Look for the word "water" in the data below, and copy every line that holds it.

******************************

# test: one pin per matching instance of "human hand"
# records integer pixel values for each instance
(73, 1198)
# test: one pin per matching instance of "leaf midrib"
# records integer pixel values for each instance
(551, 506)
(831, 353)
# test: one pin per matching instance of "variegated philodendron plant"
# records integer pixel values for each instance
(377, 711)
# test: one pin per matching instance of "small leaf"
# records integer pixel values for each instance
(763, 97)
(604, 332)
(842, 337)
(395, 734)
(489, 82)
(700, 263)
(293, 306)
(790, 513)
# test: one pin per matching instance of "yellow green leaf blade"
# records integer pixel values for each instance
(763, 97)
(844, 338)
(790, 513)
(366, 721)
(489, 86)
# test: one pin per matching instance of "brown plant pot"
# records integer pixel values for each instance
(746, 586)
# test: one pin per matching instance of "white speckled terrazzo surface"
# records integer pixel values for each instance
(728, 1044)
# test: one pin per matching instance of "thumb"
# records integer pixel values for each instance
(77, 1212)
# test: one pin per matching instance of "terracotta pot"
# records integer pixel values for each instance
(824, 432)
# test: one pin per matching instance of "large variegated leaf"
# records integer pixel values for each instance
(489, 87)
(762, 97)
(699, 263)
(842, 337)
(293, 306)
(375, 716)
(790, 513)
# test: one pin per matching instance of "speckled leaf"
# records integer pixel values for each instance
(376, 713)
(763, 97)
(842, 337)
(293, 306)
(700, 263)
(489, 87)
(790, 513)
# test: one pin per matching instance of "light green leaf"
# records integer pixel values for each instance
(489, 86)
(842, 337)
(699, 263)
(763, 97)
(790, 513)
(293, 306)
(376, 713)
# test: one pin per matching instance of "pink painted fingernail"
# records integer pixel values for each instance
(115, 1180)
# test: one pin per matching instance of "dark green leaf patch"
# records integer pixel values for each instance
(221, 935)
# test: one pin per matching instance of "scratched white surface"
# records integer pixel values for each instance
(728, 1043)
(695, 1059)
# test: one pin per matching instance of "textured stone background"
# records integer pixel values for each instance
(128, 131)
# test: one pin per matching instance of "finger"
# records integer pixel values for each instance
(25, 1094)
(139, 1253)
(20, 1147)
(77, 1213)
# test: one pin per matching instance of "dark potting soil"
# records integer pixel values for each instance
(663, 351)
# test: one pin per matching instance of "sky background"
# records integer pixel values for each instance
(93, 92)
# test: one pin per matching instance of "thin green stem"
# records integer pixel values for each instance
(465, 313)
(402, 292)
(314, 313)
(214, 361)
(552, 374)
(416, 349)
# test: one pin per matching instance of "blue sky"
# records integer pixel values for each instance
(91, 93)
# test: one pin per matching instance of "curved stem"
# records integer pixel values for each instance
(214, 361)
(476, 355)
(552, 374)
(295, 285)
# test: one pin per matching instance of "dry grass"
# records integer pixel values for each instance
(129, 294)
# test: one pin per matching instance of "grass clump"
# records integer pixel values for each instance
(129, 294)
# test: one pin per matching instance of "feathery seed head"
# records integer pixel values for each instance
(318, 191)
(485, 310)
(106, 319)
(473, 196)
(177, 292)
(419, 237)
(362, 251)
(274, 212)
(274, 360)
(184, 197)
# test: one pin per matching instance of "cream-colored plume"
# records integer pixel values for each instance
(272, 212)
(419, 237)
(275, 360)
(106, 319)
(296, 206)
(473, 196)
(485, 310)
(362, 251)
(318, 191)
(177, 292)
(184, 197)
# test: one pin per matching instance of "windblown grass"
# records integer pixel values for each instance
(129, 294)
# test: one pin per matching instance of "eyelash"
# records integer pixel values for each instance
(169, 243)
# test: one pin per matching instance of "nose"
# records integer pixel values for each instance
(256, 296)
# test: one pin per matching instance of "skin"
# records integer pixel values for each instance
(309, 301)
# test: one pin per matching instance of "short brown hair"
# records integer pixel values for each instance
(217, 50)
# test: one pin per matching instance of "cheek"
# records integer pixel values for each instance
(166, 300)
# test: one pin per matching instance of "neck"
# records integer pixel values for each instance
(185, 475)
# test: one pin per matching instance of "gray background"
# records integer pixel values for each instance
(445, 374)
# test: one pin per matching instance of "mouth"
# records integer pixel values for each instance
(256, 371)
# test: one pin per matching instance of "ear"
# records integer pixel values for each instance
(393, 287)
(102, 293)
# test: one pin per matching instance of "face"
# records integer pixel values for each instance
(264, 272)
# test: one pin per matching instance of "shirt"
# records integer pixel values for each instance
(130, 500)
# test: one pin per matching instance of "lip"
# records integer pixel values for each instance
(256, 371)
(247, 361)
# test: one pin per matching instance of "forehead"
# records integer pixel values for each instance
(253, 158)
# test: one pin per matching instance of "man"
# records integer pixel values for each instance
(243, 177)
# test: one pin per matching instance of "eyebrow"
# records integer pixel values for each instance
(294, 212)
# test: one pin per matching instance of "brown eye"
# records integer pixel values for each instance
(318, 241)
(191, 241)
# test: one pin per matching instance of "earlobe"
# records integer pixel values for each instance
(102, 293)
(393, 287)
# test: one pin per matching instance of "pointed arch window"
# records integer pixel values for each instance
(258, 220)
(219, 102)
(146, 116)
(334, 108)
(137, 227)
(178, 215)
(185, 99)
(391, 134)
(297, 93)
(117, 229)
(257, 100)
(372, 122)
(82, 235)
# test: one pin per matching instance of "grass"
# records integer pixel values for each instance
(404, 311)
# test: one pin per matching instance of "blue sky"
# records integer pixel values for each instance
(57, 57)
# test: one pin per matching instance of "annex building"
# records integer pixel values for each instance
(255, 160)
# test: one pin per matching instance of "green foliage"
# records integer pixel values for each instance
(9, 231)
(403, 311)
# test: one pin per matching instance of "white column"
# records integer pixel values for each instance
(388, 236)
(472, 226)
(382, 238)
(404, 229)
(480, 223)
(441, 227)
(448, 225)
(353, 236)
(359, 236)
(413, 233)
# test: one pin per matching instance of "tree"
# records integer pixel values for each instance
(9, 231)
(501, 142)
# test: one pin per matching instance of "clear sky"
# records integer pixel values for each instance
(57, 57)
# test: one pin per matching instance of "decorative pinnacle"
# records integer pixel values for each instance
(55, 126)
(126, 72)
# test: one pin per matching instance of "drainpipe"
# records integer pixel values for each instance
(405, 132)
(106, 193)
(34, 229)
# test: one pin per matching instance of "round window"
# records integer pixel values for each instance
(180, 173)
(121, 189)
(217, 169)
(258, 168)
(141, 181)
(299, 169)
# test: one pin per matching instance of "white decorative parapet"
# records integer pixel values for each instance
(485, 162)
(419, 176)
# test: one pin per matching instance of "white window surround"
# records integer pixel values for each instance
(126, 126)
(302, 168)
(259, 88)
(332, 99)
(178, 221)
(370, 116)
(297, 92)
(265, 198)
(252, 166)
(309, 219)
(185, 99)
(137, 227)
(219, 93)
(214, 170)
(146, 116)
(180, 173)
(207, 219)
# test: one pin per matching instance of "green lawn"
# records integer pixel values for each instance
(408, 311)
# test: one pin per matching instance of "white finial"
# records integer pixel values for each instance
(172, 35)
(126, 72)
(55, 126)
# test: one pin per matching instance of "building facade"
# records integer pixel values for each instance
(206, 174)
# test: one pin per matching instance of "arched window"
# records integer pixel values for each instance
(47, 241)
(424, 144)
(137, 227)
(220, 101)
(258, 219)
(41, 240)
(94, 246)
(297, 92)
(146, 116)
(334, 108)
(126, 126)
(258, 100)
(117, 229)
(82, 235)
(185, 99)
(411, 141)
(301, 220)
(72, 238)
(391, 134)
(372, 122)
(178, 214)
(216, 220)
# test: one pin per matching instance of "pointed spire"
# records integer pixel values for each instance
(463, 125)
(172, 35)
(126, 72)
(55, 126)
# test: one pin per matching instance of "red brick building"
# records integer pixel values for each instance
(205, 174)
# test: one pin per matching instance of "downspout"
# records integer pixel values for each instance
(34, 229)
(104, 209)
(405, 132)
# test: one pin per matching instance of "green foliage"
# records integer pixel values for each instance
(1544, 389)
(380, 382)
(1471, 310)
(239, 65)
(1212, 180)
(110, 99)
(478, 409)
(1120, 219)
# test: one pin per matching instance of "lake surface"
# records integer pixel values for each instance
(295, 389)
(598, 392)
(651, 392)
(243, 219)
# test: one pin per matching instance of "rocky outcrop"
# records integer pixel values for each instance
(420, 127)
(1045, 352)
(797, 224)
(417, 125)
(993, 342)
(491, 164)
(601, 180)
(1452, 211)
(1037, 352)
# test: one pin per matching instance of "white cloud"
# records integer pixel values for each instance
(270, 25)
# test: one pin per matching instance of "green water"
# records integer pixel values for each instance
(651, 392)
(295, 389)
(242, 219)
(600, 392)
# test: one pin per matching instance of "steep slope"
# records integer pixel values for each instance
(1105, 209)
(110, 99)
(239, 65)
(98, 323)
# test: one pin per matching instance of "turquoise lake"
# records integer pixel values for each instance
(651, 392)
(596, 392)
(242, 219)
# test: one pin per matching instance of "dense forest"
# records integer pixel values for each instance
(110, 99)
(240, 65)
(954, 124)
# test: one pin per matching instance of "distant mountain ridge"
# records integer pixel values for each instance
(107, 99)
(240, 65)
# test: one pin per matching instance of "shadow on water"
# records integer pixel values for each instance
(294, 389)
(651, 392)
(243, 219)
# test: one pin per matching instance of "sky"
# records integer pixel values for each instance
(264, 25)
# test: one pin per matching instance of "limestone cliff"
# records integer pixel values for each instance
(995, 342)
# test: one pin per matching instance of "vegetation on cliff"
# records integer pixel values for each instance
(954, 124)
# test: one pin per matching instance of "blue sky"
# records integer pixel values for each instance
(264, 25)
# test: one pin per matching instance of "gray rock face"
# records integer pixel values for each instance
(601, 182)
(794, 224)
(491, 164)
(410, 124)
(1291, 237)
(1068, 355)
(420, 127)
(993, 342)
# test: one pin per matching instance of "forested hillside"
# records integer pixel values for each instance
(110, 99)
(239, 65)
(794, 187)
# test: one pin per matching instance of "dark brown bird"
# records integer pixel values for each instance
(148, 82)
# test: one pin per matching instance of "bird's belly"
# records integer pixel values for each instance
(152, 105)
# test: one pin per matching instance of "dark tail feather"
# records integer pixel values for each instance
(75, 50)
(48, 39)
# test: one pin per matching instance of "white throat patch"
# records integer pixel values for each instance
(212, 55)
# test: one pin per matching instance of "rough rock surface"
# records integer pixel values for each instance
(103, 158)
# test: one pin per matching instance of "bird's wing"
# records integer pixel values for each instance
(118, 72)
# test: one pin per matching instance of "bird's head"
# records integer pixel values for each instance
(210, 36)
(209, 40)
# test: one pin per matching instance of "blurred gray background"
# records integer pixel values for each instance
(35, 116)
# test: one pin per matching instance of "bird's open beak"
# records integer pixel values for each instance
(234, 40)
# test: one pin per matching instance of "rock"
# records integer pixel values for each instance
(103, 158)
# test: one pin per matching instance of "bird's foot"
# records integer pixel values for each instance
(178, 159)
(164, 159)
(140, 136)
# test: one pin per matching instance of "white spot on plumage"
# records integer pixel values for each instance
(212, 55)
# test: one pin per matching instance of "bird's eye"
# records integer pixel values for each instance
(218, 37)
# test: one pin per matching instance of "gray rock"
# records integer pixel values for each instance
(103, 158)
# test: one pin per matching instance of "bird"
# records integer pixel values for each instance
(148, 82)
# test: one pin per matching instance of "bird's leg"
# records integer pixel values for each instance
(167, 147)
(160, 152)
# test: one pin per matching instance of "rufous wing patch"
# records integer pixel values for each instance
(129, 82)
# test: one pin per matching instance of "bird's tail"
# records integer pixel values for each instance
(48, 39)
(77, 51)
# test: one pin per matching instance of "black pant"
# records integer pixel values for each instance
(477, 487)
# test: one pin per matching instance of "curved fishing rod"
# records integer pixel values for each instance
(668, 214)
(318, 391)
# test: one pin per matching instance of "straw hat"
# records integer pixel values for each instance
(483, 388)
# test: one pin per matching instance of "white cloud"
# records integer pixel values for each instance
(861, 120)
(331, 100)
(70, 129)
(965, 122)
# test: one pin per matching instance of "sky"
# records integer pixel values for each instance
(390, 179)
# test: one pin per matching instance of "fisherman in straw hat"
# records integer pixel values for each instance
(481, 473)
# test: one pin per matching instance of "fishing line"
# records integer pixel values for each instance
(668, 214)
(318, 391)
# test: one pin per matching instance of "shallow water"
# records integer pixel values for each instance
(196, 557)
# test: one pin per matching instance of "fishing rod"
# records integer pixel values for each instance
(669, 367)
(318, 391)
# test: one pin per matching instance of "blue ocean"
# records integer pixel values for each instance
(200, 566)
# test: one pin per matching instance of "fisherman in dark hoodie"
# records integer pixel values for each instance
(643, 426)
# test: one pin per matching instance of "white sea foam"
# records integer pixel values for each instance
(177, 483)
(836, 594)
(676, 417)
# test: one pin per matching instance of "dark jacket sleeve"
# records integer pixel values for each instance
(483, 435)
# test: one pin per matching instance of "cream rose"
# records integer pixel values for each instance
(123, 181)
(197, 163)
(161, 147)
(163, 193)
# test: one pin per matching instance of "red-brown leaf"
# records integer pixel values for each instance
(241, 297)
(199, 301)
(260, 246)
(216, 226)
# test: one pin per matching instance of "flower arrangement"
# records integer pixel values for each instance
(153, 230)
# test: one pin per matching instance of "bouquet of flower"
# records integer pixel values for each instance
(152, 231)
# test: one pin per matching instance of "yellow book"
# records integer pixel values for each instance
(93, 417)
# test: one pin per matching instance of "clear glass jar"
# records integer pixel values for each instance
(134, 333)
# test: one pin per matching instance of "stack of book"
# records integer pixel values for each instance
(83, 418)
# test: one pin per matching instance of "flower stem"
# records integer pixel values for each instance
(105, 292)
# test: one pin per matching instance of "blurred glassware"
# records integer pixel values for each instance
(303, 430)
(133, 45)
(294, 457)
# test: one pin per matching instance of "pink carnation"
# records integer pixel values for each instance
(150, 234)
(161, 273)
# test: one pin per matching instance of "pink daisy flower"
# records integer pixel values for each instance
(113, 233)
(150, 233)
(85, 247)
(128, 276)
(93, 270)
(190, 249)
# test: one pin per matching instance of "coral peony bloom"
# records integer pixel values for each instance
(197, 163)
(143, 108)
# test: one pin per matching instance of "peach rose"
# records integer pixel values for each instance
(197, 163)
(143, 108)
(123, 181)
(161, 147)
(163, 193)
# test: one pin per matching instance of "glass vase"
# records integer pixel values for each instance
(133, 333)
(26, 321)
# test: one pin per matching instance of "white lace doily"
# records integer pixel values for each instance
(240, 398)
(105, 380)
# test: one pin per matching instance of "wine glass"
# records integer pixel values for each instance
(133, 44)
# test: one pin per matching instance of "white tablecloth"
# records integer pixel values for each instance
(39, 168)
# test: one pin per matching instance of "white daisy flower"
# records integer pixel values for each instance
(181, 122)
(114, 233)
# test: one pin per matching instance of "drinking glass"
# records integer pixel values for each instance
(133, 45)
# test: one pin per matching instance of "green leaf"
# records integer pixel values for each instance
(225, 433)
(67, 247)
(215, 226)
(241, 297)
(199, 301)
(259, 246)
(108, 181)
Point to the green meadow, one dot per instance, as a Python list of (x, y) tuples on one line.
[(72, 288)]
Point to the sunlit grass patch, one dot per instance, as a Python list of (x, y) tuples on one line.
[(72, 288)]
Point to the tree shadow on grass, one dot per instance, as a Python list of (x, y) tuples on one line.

******************************

_Written response_:
# test: one pin per matching instance of "green water"
# test: one pin per matching instance of "shadow on water"
# test: one pin per matching instance of "shallow water"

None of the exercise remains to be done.